Please format the dataset items as a numbered list, one line per number, leaving out any blank lines.

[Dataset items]
+--

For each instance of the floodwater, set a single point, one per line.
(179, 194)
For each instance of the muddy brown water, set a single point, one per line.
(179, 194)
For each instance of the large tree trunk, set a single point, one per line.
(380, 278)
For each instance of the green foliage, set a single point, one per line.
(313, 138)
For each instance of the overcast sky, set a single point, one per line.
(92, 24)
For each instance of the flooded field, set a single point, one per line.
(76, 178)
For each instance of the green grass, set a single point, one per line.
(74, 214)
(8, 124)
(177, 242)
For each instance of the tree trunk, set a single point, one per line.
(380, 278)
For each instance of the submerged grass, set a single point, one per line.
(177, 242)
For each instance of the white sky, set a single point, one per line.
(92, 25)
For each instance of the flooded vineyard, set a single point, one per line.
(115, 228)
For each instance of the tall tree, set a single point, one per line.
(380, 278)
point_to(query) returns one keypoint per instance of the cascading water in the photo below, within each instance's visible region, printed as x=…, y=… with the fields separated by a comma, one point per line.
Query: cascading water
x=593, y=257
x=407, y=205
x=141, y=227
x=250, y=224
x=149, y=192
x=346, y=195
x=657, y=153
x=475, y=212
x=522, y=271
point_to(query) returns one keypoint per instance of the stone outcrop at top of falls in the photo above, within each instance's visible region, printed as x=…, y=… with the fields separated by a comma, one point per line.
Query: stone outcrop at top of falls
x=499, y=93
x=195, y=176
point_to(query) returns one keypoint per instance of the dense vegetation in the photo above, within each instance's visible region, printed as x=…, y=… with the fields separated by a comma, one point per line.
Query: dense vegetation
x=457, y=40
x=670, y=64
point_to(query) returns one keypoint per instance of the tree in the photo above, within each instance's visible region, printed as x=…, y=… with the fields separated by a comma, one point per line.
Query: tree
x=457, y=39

+--

■ EXERCISE ANSWER:
1. For each instance of the floodwater, set a single point, one per line.
2. (179, 194)
3. For each instance of the muddy brown water, set a single point, one per line.
4. (179, 194)
5. For each instance of the large tree trunk, set a single point, one per line.
6. (380, 278)
7. For each instance of the green foliage, set a single point, one per line.
8. (313, 138)
9. For each instance of the overcast sky, set a single point, one per line.
10. (92, 24)
11. For each instance of the flooded field, set a single point, one per line.
12. (76, 178)
13. For each instance of the green grass, set a single point, one per line.
14. (74, 214)
15. (8, 124)
16. (177, 242)
17. For each instance of the tree trunk, set a single point, one per line.
18. (380, 278)
19. For each instance of the submerged grass, set a single point, one per line.
20. (177, 242)
21. For each instance of the white sky, set a single point, one per line.
22. (92, 25)
23. For each instance of the flooded vineyard, set a single point, one per line.
24. (115, 228)
25. For each instance of the tall tree, set a single point, one per line.
26. (380, 278)
27. point_to(query) returns one keypoint per instance of the cascading water in the photo below, within each instance's visible region, printed as x=…, y=… with the fields separated by a comma, one point per line.
28. Query: cascading water
29. x=593, y=257
30. x=407, y=205
31. x=141, y=227
32. x=250, y=224
33. x=149, y=192
34. x=346, y=195
35. x=657, y=153
36. x=475, y=212
37. x=522, y=271
38. point_to(query) returns one keypoint per instance of the stone outcrop at top of falls in the photo above, within each instance's visible region, printed as x=…, y=… with the fields separated by a comma, one point per line.
39. Query: stone outcrop at top of falls
40. x=499, y=93
41. x=195, y=176
42. point_to(query) returns one keypoint per instance of the dense vegetation in the photo above, within each instance's visible region, printed as x=…, y=… with the fields separated by a comma, one point per line.
43. Query: dense vegetation
44. x=457, y=40
45. x=670, y=64
46. point_to(query) returns one keypoint per instance of the tree in the photo above, within each instance's visible region, printed as x=…, y=… with the fields separated by a comma, one point per line.
47. Query: tree
48. x=457, y=39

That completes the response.